-- Start The data --

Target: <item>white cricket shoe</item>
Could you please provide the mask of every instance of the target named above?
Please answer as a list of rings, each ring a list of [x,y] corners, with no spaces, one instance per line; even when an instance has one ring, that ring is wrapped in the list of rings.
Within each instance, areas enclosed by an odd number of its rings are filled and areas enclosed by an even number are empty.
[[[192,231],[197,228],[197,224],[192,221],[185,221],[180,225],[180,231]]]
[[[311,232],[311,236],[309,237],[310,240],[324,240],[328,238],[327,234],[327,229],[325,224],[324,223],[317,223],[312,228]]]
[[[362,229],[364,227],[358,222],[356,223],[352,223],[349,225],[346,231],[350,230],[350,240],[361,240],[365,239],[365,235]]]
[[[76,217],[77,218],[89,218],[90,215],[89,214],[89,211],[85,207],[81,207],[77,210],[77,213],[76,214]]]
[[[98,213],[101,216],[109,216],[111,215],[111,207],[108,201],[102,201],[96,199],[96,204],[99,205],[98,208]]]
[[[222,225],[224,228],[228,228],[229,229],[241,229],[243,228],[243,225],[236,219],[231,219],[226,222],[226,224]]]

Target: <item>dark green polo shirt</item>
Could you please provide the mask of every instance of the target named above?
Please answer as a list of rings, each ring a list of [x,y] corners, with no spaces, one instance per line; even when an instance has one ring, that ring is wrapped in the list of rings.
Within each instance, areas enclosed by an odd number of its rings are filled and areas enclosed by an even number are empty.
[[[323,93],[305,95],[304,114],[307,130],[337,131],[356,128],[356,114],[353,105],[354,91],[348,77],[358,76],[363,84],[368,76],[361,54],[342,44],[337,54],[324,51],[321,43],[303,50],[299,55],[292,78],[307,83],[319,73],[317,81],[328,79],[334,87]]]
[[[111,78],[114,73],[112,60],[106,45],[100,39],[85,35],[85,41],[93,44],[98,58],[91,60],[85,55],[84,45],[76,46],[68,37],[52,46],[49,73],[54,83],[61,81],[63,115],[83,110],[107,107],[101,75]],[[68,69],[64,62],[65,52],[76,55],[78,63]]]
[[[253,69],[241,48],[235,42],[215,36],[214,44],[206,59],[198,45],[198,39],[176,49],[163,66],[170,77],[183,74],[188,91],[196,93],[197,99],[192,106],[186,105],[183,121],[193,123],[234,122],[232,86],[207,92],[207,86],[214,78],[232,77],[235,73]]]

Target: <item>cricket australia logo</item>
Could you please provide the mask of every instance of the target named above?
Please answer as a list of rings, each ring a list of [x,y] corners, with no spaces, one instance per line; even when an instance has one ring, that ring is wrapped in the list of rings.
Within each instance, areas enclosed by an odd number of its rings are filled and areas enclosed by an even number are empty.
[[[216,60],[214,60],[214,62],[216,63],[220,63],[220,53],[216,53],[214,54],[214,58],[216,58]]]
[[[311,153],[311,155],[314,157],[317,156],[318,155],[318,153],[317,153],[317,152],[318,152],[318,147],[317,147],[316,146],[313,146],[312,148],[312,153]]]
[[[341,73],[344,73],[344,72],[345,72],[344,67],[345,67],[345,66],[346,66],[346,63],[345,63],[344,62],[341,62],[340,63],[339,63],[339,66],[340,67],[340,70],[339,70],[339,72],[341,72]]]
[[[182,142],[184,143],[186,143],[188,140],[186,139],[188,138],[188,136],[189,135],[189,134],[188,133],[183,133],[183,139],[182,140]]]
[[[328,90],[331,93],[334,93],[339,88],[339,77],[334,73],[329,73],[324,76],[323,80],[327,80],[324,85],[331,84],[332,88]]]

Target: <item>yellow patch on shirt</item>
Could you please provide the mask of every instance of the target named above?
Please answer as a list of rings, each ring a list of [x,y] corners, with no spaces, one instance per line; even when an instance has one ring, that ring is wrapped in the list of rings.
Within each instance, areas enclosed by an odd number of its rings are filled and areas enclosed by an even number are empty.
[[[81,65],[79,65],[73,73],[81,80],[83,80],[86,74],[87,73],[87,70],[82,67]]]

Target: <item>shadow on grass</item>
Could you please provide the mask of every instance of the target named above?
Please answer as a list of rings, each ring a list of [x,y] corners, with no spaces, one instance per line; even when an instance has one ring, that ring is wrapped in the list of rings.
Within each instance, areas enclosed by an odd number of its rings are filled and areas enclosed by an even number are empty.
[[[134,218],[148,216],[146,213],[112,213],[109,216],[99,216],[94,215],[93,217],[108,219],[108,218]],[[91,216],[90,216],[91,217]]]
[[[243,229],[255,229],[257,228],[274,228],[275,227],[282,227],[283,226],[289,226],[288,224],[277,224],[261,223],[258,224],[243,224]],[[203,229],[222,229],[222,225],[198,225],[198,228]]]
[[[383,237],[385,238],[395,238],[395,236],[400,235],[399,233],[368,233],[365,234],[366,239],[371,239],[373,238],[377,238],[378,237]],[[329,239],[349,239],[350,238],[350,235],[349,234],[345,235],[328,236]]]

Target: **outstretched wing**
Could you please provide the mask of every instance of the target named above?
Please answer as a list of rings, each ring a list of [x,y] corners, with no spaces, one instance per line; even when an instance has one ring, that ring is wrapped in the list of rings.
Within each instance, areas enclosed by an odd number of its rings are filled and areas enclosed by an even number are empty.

-- End The data --

• What you need to do
Return, unchanged, the lines from the one containing "Target: **outstretched wing**" through the last line of the records, including both ends.

• Response to this exercise
Target: **outstretched wing**
Could you please provide the mask of every instance of the target named above?
Please answer as a list of rings, each ring a list of [x,y] corners, with no spaces, one instance per line; even when an instance has one ring, that ring is wrapped in the list of rings.
Within each instance, areas enclosed by an odd number of its rings are filled and areas enclosed by an even number are empty.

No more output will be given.